● SELECTED EXTRACT
================
EUROZONE RESCUE WEEK: They’re off! Germany starts to shift ground

There will be no haircuts in the hubris zone

As The Slog predicted throughout last week, this one’s Big Deal is going to involve letting the lenders off most of the hooks…however that might be disguised. This site’s endlessly identified jigsaw pieces are now falling more or less into place.

On Thursday in Toulon, Nicolas Sarkozy pledged that, once this crisis is over, no bondholder will ever again lose money in the eurozone. It wasn’t widely reported like that, but read the transcript – it is quite clearly what the bloke said: no more defaults – ergo, no more haircuts….no insurance backwash in the US, no banks ruined. Sorted.

Friday’s euro central-bank cash injection has given Lagarde holding money to stop Italy and Spain collapsing. And now – late Sunday evening EST – German diplomats are gradually leaking out the first elements of the Paris-Brussels-Schauble plan.

Reuters is first out of the blocks in the early hours GMT, quoting four (4) sources saying Germany will remove the overt  haircut-compulsion wording drafted for the permanent rescue mechanism (the ESM, due to start in 2013). This effectively says to future eurozone bondholding lenders, “Fear not, you’re almost guaranteed not to lose your shirts”. The imputation in the briefings was also very clearly that, with the 17 newly bound ezone members all fiscally subservient to Brussels, a sovereign guarantor of last resort is not far away now.
================
● WORK ITEM A
Reproduce the records word for word, starting at their first line and ending at the line that contains "326L73 314L60 343L77".

● SOURCE DATA
================
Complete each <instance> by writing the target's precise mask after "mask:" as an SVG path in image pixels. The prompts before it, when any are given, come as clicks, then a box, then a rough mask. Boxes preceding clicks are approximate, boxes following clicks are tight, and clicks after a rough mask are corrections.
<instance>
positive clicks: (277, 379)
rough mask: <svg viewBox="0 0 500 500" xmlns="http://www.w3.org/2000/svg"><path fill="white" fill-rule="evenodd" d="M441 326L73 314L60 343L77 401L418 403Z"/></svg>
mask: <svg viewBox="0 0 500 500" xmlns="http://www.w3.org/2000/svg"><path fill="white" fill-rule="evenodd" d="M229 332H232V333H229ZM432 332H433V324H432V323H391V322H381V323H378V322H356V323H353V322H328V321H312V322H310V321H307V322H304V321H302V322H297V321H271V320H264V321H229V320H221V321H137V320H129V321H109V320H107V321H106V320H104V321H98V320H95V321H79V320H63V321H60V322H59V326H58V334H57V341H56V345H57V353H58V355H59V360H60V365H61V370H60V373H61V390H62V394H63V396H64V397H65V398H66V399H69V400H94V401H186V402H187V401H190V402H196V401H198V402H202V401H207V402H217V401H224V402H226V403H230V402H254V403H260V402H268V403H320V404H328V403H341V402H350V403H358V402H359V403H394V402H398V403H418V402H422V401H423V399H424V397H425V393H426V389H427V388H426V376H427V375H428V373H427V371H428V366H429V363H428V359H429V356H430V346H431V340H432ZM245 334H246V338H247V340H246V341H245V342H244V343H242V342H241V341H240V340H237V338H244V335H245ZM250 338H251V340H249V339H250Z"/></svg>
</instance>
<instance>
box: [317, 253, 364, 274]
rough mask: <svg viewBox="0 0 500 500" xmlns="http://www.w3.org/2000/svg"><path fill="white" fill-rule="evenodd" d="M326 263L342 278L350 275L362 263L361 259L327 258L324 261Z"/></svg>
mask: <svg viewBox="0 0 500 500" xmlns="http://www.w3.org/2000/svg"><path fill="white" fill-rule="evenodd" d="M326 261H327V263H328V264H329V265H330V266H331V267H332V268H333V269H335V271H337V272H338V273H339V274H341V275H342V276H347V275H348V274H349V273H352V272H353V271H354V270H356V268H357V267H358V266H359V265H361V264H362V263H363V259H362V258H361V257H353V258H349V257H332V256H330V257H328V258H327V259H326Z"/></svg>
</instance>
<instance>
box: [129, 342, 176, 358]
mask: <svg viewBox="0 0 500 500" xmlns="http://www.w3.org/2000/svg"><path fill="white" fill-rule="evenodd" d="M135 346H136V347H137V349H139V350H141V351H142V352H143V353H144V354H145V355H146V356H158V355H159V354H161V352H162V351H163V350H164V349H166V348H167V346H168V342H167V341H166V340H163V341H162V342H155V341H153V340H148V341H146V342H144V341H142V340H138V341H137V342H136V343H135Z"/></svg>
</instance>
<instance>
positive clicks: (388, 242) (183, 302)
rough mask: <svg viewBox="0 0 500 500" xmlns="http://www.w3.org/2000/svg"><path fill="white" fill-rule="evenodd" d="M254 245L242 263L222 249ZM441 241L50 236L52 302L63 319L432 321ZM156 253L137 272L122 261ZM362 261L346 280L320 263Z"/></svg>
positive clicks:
================
● WORK ITEM B
In the eurozone rescue article, what did Nicolas Sarkozy pledge on Thursday in Toulon?

● YOUR SOLUTION A
Complete each <instance> by writing the target's precise mask after "mask:" as an SVG path in image pixels. The prompts before it, when any are given, come as clicks, then a box, then a rough mask. Boxes preceding clicks are approximate, boxes following clicks are tight, and clicks after a rough mask are corrections.
<instance>
positive clicks: (277, 379)
rough mask: <svg viewBox="0 0 500 500" xmlns="http://www.w3.org/2000/svg"><path fill="white" fill-rule="evenodd" d="M441 326L73 314L60 343L77 401L418 403Z"/></svg>

● YOUR SOLUTION B
He pledged that once this crisis is over, no bondholder will ever again lose money in the eurozone.